=== ТЕКСТ ===
════════

Конечно, он нуждался в благодарных слушателях, с кем-то вместе должен был
читать, толковать Евангелие и таить саму книжечку. Но
собственно-православных он то ли не искал (подозревая, что они могут
отвергнуть его за ереси), то ли не находил: в нашем лагере кроме западных
украинцев их было мало или не выделялись они последовательностью поведения.
Баптисты же как будто уважали Силина, прислушивались к нему, причисляли даже
к своей общине, однако им тоже не нравилось в нём всё еретическое, они
надеялись постепенно сделать его своим. Силин блек, когда разговаривал со
мной в их присутствии, распускался он без них. Трудно было ему обрубить себя
по их вере, хотя вера у них -- очень твёрдая, чистая, горячая, помогала им
переносить каторгу, не колебнувшись и не разрушившись душой. Все они честны,
негневливы, трудолюбивы, отзывчивы, преданы Христу.
Именно потому и искореняют их так решительно. В 1948-50 годах только за
принадлежность к баптистской общине многие сотни их получали по 25 лет
заключения и отправлялись в Особлаги (ведь община -- это организация!)4
---
В лагере -- не как на воле. На воле каждый неосторожно старается
подчеркнуть и выразить себя внешне. Легче видно, кто на что претендует. В
заключении, наоборот, все обезличены -- одинаковой стрижкой, одинаковой
небритостью, одинаковыми шапками, одинаковыми бушлатами. Духовное выражение
искажено ветрами, загаром, грязью, тяжёлой работой. Чтоб сквозь обезличенную
приниженную наружность различить свет души -- надо приобрести навык.
Но огоньки духа невольно бредут, пробиваются один к другому. Происходит
безотчётное сознакомление и собирание подобных.

════════

=== ИСХОДНЫЕ ДАННЫЕ ===
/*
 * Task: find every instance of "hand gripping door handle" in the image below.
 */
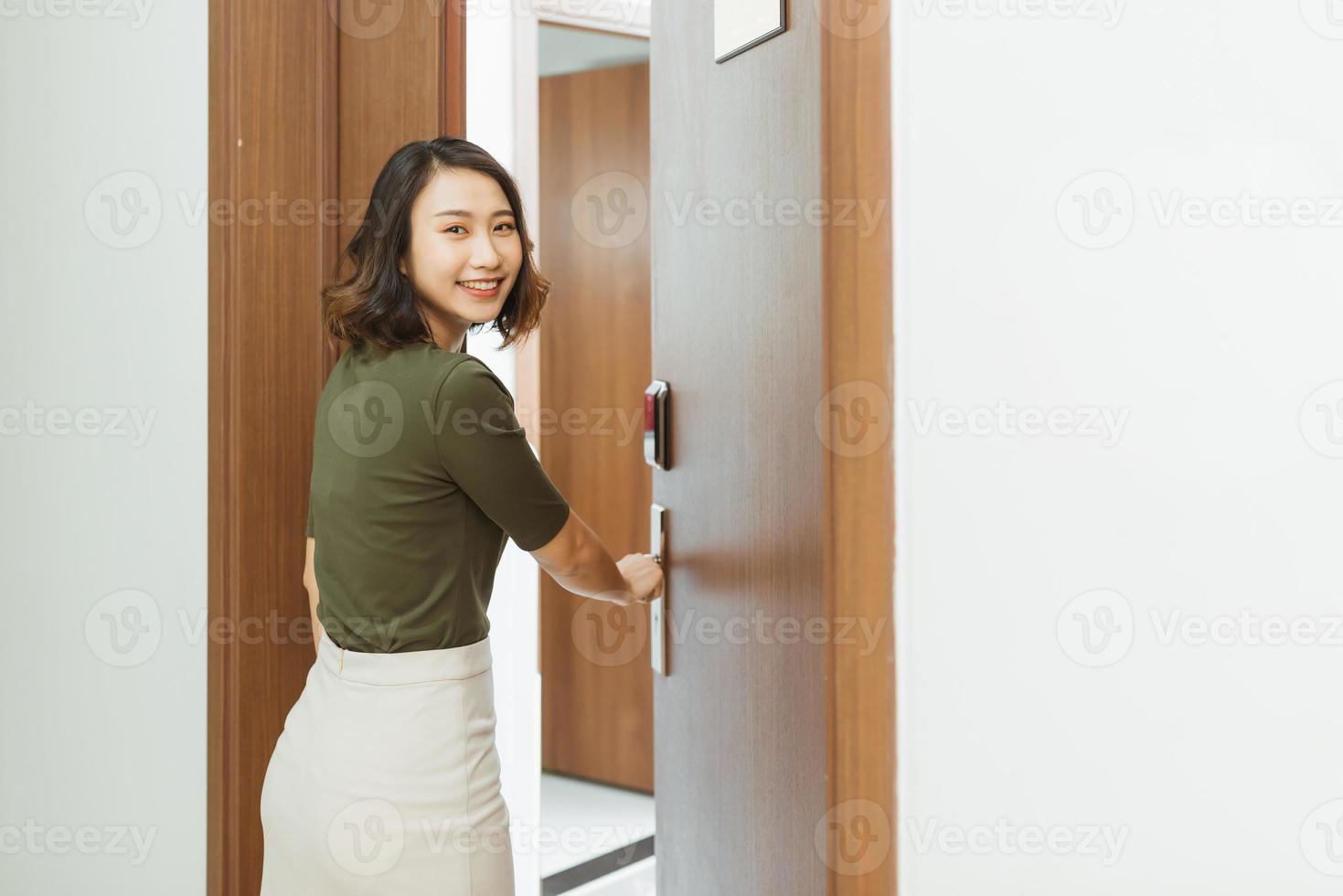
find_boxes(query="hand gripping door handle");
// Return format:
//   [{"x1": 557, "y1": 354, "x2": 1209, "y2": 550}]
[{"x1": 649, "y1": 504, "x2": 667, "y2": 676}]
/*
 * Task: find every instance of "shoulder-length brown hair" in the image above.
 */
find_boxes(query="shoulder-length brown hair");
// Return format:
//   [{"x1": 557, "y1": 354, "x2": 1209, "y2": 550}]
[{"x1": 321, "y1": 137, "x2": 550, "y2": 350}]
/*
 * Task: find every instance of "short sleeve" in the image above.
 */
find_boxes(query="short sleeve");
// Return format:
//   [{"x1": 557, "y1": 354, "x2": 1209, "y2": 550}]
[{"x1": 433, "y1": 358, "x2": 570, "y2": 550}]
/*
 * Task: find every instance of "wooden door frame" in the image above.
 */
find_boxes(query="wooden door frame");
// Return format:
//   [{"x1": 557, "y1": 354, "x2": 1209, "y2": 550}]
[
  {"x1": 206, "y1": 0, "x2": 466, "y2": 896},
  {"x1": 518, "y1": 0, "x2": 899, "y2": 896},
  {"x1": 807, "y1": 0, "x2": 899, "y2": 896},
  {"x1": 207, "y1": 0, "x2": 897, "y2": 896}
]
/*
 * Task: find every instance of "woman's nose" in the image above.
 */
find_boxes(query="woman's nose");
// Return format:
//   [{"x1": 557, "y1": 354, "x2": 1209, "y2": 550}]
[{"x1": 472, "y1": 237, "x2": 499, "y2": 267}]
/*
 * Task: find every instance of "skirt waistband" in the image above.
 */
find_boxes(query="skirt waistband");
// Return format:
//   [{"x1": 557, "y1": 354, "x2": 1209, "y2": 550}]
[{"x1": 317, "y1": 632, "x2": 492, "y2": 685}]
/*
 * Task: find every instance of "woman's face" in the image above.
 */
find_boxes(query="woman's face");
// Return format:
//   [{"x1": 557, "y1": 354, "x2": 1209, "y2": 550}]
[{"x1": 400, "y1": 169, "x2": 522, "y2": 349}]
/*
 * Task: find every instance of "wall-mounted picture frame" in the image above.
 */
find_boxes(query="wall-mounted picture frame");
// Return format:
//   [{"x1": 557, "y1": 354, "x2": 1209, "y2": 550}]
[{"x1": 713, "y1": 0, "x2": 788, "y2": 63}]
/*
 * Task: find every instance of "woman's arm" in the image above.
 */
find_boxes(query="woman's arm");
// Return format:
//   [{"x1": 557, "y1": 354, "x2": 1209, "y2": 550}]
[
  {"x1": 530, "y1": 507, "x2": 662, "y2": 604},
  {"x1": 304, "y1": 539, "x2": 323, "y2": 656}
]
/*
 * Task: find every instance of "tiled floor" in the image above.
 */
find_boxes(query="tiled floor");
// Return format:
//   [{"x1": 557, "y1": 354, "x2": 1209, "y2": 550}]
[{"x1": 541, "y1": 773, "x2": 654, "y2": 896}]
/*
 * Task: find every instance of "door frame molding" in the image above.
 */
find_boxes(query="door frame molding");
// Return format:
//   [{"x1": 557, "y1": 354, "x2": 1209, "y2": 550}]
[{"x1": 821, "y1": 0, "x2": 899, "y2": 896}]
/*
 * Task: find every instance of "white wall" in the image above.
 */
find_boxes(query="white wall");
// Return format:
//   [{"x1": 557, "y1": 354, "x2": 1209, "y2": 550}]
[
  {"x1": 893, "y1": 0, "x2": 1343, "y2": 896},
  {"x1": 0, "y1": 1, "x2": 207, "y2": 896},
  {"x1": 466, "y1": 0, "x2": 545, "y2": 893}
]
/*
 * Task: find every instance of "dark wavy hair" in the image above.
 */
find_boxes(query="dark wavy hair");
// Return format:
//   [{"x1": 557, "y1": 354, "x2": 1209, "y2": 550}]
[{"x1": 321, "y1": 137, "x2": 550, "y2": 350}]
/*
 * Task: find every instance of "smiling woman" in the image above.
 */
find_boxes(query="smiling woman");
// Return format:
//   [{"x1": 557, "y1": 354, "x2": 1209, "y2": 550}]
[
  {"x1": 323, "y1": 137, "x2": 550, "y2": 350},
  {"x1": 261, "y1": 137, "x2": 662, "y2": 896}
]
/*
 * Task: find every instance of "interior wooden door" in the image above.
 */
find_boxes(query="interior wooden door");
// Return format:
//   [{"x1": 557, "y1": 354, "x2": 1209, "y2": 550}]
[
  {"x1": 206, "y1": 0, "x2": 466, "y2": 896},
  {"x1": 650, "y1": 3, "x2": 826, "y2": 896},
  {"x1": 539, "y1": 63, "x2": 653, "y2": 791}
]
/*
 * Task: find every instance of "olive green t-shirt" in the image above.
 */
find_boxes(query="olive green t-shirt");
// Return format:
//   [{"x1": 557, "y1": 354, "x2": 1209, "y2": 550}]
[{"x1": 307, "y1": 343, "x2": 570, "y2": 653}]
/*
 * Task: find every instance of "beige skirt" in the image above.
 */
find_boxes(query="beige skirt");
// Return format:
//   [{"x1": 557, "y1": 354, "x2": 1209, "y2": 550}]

════════

=== ЗАДАНИЕ ===
Верните дословно фрагмент текста от слов «Именно потому и» до слов «и собирание подобных.» включительно. Приведённые строки для работы не понадобятся.

=== ОТВЕТ ===
Именно потому и искореняют их так решительно. В 1948-50 годах только за
принадлежность к баптистской общине многие сотни их получали по 25 лет
заключения и отправлялись в Особлаги (ведь община -- это организация!)4
---
В лагере -- не как на воле. На воле каждый неосторожно старается
подчеркнуть и выразить себя внешне. Легче видно, кто на что претендует. В
заключении, наоборот, все обезличены -- одинаковой стрижкой, одинаковой
небритостью, одинаковыми шапками, одинаковыми бушлатами. Духовное выражение
искажено ветрами, загаром, грязью, тяжёлой работой. Чтоб сквозь обезличенную
приниженную наружность различить свет души -- надо приобрести навык.
Но огоньки духа невольно бредут, пробиваются один к другому. Происходит
безотчётное сознакомление и собирание подобных.